Though dopamine neurons influence many diverse behaviors and diseases, scientists have historically presumed that all of these important nerve cells are molecularly similar within two clusters of the brain. In a new study, Northwestern Medicine scientists prove that premise wrong by identifying several molecularly distinct subtypes of dopamine neurons within each cluster.
The finding, made possible with a new single-cell gene expression profiling method, could lead to better and more targeted therapies for diseases and disorders of the central nervous system.
The midbrain dopaminergic system – less than 1 percent of the brain’s neurons – controls many kinds of behaviors, including movement, appetite, reward, aversion and pleasure. And it’s involved in medical conditions such as Parkinson’s disease, schizophrenia, obsessive-compulsive disorder, ADHD, depression and drug addiction.
“How is it possible that such a small group of neurons accounts for all these different functions and diseases?” said senior author Rajeshwar Awatramani, PhD, associate professor in the Ken and Ruth Davee Department of Neurology and the Center for Genetic Medicine. “Within these clusters there must be different kinds of neurons, each potentially doing different things.”
The puzzle percolated in Awatramani’s mind for a decade, until “a fortuitous confluence of events” allowed him to investigate: First author Jean-Francois Poulin, PhD, a postdoctoral fellow with the same interest, joined his lab. At about the same time, new high-throughput technology became available.

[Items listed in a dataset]
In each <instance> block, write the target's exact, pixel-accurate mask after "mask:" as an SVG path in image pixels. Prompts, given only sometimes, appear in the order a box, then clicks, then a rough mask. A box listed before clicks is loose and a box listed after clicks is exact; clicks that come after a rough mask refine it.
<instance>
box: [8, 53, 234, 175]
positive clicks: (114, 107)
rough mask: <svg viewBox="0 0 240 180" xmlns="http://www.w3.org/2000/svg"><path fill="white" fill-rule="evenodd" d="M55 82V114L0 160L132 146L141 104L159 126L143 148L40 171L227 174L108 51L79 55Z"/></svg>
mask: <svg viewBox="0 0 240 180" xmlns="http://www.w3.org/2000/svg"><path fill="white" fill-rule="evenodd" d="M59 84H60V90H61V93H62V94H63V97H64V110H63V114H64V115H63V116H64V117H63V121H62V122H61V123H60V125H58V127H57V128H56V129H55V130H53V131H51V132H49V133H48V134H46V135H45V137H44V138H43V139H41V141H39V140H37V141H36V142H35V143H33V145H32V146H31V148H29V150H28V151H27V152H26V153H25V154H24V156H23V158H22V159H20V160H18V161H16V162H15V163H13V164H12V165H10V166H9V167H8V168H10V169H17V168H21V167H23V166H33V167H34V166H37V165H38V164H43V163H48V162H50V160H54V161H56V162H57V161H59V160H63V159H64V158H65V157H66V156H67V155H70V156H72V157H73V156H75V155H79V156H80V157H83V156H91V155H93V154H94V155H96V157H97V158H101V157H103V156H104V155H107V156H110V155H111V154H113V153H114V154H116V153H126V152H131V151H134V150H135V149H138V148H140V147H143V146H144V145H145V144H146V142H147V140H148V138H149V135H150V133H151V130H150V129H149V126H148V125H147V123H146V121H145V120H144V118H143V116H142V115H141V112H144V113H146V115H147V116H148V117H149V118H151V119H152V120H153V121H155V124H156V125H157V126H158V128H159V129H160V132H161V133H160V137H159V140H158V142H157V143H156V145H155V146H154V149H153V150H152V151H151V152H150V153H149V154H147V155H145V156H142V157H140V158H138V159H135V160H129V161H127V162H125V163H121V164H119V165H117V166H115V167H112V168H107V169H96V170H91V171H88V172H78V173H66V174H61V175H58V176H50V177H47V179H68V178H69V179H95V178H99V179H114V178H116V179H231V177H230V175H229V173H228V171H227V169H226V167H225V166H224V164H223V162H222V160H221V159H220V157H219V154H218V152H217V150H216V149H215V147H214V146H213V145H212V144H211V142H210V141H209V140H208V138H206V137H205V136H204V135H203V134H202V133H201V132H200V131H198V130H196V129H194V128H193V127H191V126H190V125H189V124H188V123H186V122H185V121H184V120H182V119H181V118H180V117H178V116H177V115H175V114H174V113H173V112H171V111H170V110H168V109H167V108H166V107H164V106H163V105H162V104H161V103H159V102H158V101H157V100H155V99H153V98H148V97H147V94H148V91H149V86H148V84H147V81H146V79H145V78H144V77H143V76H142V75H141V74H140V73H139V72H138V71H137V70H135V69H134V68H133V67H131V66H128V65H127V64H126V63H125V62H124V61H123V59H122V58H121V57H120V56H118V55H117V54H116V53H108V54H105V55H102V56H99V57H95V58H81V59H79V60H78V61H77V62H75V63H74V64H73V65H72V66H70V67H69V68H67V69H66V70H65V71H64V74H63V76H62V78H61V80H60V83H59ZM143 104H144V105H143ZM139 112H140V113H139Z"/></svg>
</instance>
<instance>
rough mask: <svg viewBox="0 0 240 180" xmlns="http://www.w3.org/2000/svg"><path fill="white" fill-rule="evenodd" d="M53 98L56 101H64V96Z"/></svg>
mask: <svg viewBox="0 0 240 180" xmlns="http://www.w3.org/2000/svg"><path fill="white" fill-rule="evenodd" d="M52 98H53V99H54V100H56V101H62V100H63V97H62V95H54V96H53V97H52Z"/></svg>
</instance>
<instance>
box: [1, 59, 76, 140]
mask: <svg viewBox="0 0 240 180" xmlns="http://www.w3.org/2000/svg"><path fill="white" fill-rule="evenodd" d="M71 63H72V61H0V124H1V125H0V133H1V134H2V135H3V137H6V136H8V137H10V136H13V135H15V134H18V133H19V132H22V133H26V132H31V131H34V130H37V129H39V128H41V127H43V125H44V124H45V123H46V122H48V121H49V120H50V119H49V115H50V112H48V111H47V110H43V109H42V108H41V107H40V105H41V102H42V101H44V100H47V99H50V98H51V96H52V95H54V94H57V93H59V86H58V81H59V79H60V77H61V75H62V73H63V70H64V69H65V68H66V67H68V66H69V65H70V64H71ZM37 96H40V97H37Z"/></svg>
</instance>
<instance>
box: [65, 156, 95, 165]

**To do**.
**a)** According to the dopamine neuron article, what share of the brain's neurons belongs to the midbrain dopaminergic system?
**b)** Print the dopamine neuron article from "The finding, made" to "and drug addiction.", word for word.

**Answers below**.
**a)** Less than 1 percent.

**b)**
The finding, made possible with a new single-cell gene expression profiling method, could lead to better and more targeted therapies for diseases and disorders of the central nervous system.
The midbrain dopaminergic system – less than 1 percent of the brain’s neurons – controls many kinds of behaviors, including movement, appetite, reward, aversion and pleasure. And it’s involved in medical conditions such as Parkinson’s disease, schizophrenia, obsessive-compulsive disorder, ADHD, depression and drug addiction.